**The data**:
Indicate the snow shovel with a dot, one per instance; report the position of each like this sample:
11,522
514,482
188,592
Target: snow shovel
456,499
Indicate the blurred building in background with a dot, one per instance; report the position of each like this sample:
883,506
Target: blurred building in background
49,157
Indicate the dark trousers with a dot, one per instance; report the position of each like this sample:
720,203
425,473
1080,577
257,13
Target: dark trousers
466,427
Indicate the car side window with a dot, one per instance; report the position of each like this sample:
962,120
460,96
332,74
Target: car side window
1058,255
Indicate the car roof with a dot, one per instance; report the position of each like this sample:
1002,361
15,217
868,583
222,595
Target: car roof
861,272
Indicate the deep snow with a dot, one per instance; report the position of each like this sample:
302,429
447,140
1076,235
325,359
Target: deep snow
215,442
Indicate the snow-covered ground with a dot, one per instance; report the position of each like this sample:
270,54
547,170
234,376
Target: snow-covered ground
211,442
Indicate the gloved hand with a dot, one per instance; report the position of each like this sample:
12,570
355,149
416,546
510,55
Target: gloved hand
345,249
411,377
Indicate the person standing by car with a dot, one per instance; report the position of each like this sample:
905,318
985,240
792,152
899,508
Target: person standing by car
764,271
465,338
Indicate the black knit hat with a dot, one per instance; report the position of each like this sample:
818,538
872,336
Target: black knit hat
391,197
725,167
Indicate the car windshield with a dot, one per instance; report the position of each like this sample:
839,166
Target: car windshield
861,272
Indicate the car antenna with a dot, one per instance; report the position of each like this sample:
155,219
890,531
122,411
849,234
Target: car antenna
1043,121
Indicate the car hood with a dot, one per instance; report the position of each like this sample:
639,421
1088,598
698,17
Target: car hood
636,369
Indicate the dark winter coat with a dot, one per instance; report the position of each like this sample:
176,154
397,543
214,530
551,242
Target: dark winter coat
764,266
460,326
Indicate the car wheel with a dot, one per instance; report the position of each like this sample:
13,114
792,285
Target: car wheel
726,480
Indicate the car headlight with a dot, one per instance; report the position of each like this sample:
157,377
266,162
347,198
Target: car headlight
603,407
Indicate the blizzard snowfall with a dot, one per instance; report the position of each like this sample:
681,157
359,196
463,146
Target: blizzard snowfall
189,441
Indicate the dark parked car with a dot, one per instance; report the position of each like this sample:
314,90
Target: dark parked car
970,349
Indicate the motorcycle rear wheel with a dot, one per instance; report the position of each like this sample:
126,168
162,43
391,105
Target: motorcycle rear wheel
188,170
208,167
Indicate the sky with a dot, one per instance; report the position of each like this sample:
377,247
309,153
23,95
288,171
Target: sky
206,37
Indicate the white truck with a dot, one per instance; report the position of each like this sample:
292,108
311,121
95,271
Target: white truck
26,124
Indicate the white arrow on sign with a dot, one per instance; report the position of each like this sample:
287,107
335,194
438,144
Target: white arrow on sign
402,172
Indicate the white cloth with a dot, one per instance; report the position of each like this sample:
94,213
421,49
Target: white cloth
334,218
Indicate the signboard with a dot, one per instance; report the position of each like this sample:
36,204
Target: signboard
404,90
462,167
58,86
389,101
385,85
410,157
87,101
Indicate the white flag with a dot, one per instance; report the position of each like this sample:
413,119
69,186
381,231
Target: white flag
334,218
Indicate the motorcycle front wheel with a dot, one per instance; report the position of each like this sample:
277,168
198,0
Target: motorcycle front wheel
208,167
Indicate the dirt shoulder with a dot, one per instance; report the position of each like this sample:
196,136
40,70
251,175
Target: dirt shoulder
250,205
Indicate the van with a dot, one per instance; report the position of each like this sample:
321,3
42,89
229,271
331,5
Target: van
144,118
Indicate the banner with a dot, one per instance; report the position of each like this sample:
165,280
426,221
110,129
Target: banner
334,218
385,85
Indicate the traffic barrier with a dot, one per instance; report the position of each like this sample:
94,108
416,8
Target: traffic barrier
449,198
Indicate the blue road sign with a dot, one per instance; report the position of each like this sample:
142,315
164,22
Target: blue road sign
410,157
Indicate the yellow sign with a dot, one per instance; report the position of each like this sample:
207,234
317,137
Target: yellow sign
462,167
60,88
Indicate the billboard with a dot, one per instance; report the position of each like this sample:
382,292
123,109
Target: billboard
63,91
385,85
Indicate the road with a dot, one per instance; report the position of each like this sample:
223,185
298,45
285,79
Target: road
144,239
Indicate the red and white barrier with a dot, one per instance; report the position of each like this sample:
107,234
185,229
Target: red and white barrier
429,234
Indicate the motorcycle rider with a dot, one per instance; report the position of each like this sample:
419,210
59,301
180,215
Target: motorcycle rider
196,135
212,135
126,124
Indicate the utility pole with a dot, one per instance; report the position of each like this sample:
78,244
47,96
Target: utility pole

**Description of the task**:
Write out all the lines above word for word, with every number unchanged.

**Solution to this task**:
Indicate the snow shovel with a dot, one per instance; report the position of each like this sample:
11,522
514,482
188,592
Target: snow shovel
456,499
Indicate the blurred building in background with a dot, one per instance; report the position of each like this sample:
883,506
Target: blurred building in background
49,157
Indicate the dark trousers with a dot, one per instance; report the position of each like this sample:
720,203
425,473
1080,577
257,13
Target: dark trousers
466,427
Indicate the car side window with a dot, one per instance; report the position of each like this sample:
962,120
460,96
332,74
Target: car side window
1058,255
Indicate the car roof with a dot, one per instance; report the position of each like this sample:
1002,361
15,217
868,583
222,595
Target: car roof
861,272
Indicate the deep snow with a dot, one per instance; report the position of each like this sample:
302,429
447,140
1076,235
325,359
Target: deep snow
215,442
Indicate the snow-covered ground with a dot, one per instance; report the position of each like this sample:
270,54
547,170
234,376
Target: snow-covered ground
211,442
Indicate the gloved hand with a dot, one per instance; report the position of each like this sample:
12,570
355,149
416,546
510,55
Target: gloved hand
345,249
411,377
Indicate the person standing by car with a dot, one per instance; report the position of each like this sample:
905,318
985,240
792,152
899,508
Target: person standing by car
764,271
465,338
Indicate the black knit hat with a dot, one per instance; report the position of each like this sample:
818,538
872,336
Target: black knit hat
391,197
725,167
Indicate the car windshield with a dot, one per instance; report the position of each like this sample:
839,166
Target: car windshield
861,272
Indicate the car antenna with a dot, one per instance; report the position of each like this sample:
155,219
890,531
122,411
849,234
Target: car antenna
1043,121
Indicate the car hood with a dot, one per instance; report the position of each like this sample:
639,421
1088,598
698,17
Target: car hood
636,369
Indicate the dark winter coat with a dot, one per instance; report the position of each like this sample:
176,154
397,543
214,530
551,242
Target: dark winter coat
764,266
460,326
Indicate the car wheel with a dot, one per instance; report the position of each like this sample:
13,114
792,285
Target: car wheel
726,480
Indicate the car headlight with a dot, one per instance; report the position of each like this sample:
157,377
266,162
347,198
Target: car headlight
603,407
Indicate the blizzard snowfall with a dot, one per instance; report the position of each like this sample:
681,157
359,196
463,146
Target: blizzard snowfall
189,441
Indicate the dark parked car with a dot, one per instance; report the position of each like this sample:
314,90
Target: dark parked car
970,349
Indicate the motorcycle rear wheel with a dot, one per instance; report the position of each like this sample:
126,168
162,43
391,105
Target: motorcycle rear wheel
188,170
208,167
Indicate the sky with a dot, one per instance; report the position of each like this sample:
377,247
309,153
23,95
288,171
Target: sky
206,37
Indicate the white truck with a dot, one per instance; report the position of each like this sample:
292,108
311,121
95,271
Target: white truck
26,124
Indicate the white arrow on sign with a dot, one per instance; report the position of each like this sample:
287,107
335,194
438,144
Target: white arrow on sign
402,172
Indicate the white cloth with a dot, one per instance; report the position of each like this sample:
94,213
421,49
Target: white cloth
334,218
Indicate the signboard with a dot, one per instance; report the position of each like this sample:
36,204
Target: signboard
404,90
462,167
58,86
389,101
385,85
410,157
87,101
Indicate the white flag with a dot, one per instance; report the position of each like this sample:
413,119
69,186
381,231
Target: white flag
334,218
Indicate the motorcycle front wheel with a dot, one per instance; report the position of each like this sample:
277,168
198,0
Target: motorcycle front wheel
208,167
Indicate the dirt shoulder with a dot, one per instance; report the position of each like this sample:
196,136
40,70
251,175
Target: dirt shoulder
250,205
Indicate the van with a dot, one per instance; report the position of each like this sample:
321,3
42,89
229,271
331,5
Target: van
144,118
Indicate the banner with a dot, one per instance; report the position of each like this sample:
165,280
426,221
110,129
Target: banner
334,218
385,85
Indicate the traffic barrier with a dot, one per instance; report the position of each like this sample:
94,108
416,8
Target: traffic barrier
449,198
Indicate the blue road sign with a dot, one per instance; report the position of each like this sample:
142,315
164,22
Target: blue road sign
410,157
Indicate the yellow sign with a dot, one per instance; report the position of each like this sample:
207,234
317,137
Target: yellow sign
462,167
60,88
Indicate the billboard with a dot, one per instance; report the position of each like this sample:
382,292
123,109
Target: billboard
63,91
385,85
Indicate the road with a dot, one per instance; report the position of each like this sample:
223,185
298,45
285,79
Target: road
144,239
Indicate the red and white barrier with a dot, one per instance; report the position of each like this sample:
107,234
185,229
Target: red and white barrier
429,234
Indicate the motorcycle rider with a dot, one per instance; report the position of each like this sample:
419,210
59,301
180,215
Target: motorcycle rider
196,135
212,135
126,124
Indicate the utility pole with a dot, one per instance; report the position of each like this sample:
78,244
47,96
Target: utility pole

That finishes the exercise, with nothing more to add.